Page:
§
The assailant, who Israeli media identified as Mohammed Abu al-Kiyan, an Arab Israeli who had previously tried to join the Islamic State group, was shot dead by armed bystanders, police said.
The Abu al-Kiyan Bedouin tribe, to which the attacker belonged, “strongly” condemned his actions, saying it was an “individual” act that did “not represent the law-abiding members of the tribe who have always believed in coexistence”.
But police later announced that they and agents of Israel’s Shin Bet domestic security agency had arrested two members of Abu al-Kiyan’s family on suspicion of failing to alert the security forces to an imminent “terrorist” attack. The pair were expected to appear in court later Wednesday.
§
Stored rows:
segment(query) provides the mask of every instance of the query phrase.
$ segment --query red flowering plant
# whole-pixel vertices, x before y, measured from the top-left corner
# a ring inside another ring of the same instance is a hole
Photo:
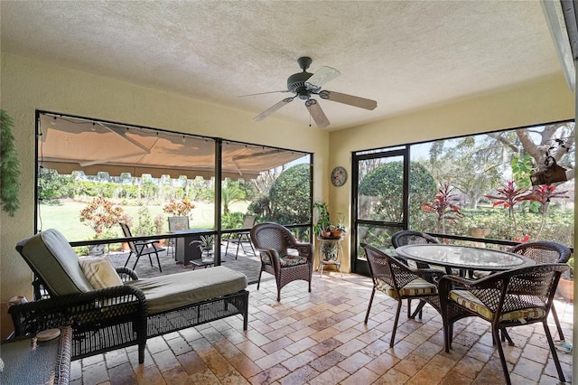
§
Your tasks:
**A.** In the news report on the attack, who shot the assailant dead, according to police?
**B.** Resume the news report on the attack, continuing after its final sentence.

The responses:
**A.** Armed bystanders shot him dead.

**B.**
Multiple Israeli media outlets reported that Abu al-Kiyan, a former schoolteacher in his 30s, had previously been convicted of seeking ties with IS and preaching jihadist ideology.
In 2015, Israel arrested six Bedouin, including four teachers, for allegedly supporting IS.
Israeli Prime Minister Naftali Bennett, who met with his internal security minister and police chief after the attack, praised those who shot the alleged assailant, saying they “showed resourcefulness and courage and prevented further casualties”. “We will work hard against terrorists. We will pursue them as well as those who help them,” he tweeted.